> **Problem set**:
(1) Summarize the CPU-cooling text in two sentences.
(2) Retype the CPU-cooling text word for word, starting at "Copper heatsinks are" and ending at "with the CPU.".

--- Start Text segment ---

There are four basic ways of cooling a CPU: heatsinks, fans, heat pipes, and water coolers. Most systems use a combination of these methods, thereby enhancing the effectiveness of each. To make an informed decision when purchasing a CPU-cooling system, it helps to know how each one works.


A heatsink is a metal object attached to the top of the CPU. It works by drawing heat away from the CPU itself and dissipating it into the air. Two factors determine how well a heatsink functions:

  • Thermal conductivity
  • Surface area

Thermal conductivity measures how easily heat can move through the material. For example, a metal spoon has a much higher thermal conductivity than a wood one. Thus, when a metal spoon is left in a hot pan, the heat travels from the end in the soup to the handle end, making it hot. However, a wood spoon sitting in the same pot of soup will not transmit the heat to the handle anywhere near as effectively.

Each type of material has its own specific thermal conductivity. Among metals, the highest thermal conductivity is found in silver, followed by copper, gold, and then aluminum. Since gold and silver are too expensive for making heatsinks, they are usually made of aluminum or copper.

Copper heatsinks are considerably better than aluminum ones because copper has a 70-percent higher thermal conductivity. However, copper is considerably more difficult to fabricate parts out of than aluminum. It is also much more expensive than aluminum, so more heatsinks are made out of aluminum than copper. Some aluminum heatsinks take advantage of copper’s higher thermal conductivity using a small copper pad that provides contact with the CPU.

--- End Text segment ---
--- Start Source material ---

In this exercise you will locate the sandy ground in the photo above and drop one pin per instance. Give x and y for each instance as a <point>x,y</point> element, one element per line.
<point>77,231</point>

--- End Source material ---

> **Solutions below**:
(1) CPUs are cooled by heatsinks, fans, heat pipes, and water coolers, usually in combination. A heatsink is a metal object on top of the CPU that draws heat away and dissipates it into the air, and it is usually made of aluminum or copper; copper conducts heat 70 percent better, but aluminum is more common because it is cheaper and easier to fabricate.

(2)
Copper heatsinks are considerably better than aluminum ones because copper has a 70-percent higher thermal conductivity. However, copper is considerably more difficult to fabricate parts out of than aluminum. It is also much more expensive than aluminum, so more heatsinks are made out of aluminum than copper. Some aluminum heatsinks take advantage of copper’s higher thermal conductivity using a small copper pad that provides contact with the CPU.